> **PROBLEM REQUIREMENTS**
Can you repeat each of the records below word for word?

(Stored items)

+===+

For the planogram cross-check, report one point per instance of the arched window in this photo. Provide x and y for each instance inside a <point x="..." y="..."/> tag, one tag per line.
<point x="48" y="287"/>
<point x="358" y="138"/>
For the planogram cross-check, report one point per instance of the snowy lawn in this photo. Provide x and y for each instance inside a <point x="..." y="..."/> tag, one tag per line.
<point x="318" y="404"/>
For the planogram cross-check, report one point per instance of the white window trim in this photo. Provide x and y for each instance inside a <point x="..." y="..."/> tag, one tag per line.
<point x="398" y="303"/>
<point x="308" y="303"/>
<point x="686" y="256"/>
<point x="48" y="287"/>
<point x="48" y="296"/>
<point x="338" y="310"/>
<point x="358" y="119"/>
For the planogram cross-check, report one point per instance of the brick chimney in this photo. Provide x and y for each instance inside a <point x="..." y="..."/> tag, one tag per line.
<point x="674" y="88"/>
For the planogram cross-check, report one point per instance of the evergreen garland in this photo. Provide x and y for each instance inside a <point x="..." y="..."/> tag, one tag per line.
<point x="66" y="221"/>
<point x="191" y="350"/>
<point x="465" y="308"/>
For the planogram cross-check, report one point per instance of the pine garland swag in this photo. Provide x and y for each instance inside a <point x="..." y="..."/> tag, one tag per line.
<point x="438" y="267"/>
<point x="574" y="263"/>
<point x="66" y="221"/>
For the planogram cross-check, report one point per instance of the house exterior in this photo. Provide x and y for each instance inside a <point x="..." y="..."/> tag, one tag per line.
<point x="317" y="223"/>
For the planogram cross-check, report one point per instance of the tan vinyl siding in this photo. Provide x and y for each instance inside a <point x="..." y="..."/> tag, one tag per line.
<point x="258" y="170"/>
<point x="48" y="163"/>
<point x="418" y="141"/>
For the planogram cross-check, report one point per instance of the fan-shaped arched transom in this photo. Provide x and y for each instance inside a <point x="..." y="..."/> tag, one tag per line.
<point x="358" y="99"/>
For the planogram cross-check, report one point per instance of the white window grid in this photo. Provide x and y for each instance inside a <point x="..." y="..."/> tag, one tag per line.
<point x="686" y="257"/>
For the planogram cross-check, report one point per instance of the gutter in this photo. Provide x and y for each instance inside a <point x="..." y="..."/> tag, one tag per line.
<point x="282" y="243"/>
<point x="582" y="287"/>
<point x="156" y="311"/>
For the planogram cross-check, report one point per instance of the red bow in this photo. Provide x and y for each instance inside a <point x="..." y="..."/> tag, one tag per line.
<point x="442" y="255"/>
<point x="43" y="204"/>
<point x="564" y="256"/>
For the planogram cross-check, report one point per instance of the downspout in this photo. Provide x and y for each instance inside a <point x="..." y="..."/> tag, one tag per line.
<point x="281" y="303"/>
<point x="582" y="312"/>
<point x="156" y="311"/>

+===+

> **RESULT BELOW**
For the planogram cross-check, report one point per instance of the arched window in this photo. Provide x and y for each instance inside a <point x="..." y="..."/> tag, one tag per line.
<point x="48" y="287"/>
<point x="358" y="138"/>
For the planogram cross-check, report one point per instance of the snowy lawn in this photo. Provide x and y for each instance inside a <point x="..." y="..."/> tag, one tag per line.
<point x="318" y="404"/>
For the planogram cross-check, report one point per instance of the white window trim in this photo. Provide x and y for each instance inside a <point x="..." y="..."/> tag, one tag per line.
<point x="398" y="303"/>
<point x="308" y="303"/>
<point x="686" y="256"/>
<point x="48" y="287"/>
<point x="48" y="296"/>
<point x="338" y="310"/>
<point x="358" y="119"/>
For the planogram cross-check, report one point per instance of the brick chimney in this photo. Provide x and y for each instance inside a <point x="..." y="..."/> tag, one tag per line.
<point x="674" y="88"/>
For the planogram cross-check, report one point per instance of the evergreen garland in this photo. Provide x and y for each instance inside a <point x="..." y="..."/> tag, one tag per line.
<point x="66" y="221"/>
<point x="191" y="350"/>
<point x="465" y="308"/>
For the planogram cross-check, report one point per instance of the pine garland swag in this photo. Provide x and y for each instance inside a <point x="..." y="..."/> tag, one tag per line.
<point x="438" y="267"/>
<point x="574" y="263"/>
<point x="66" y="221"/>
For the planogram cross-check, report one point per instance of the house exterior in this photo. Provide x and y for each instance inside a <point x="..." y="..."/> tag, one tag per line.
<point x="317" y="223"/>
For the planogram cross-check, report one point per instance of the tan vinyl siding in this photo. Provide x and y for each instance inside a <point x="..." y="..."/> tag, one tag per line.
<point x="258" y="170"/>
<point x="48" y="163"/>
<point x="418" y="141"/>
For the planogram cross-check, report one point per instance of the fan-shaped arched transom in this photo. Provide x and y for each instance inside a <point x="..." y="..."/> tag, one tag per line.
<point x="358" y="99"/>
For the planogram cross-check, report one point per instance of the white window grid in this photo. Provide x and y for each instance inside a <point x="..." y="..."/> tag, one tag per line.
<point x="686" y="257"/>
For the planogram cross-check, report one point per instance of the gutter in this photo. Provide x and y for each instance inside a <point x="..." y="..."/> tag, one tag per line.
<point x="282" y="243"/>
<point x="582" y="287"/>
<point x="156" y="311"/>
For the planogram cross-check, report one point per instance of the red bow in this photo. Provide x and y for each instance inside a <point x="..." y="..."/> tag, one tag per line.
<point x="442" y="255"/>
<point x="43" y="204"/>
<point x="564" y="256"/>
For the planogram cross-check, report one point per instance of the downspout in this photo. Provide x and y for each instance inside a <point x="..." y="..."/> tag, one tag per line.
<point x="281" y="303"/>
<point x="582" y="312"/>
<point x="156" y="311"/>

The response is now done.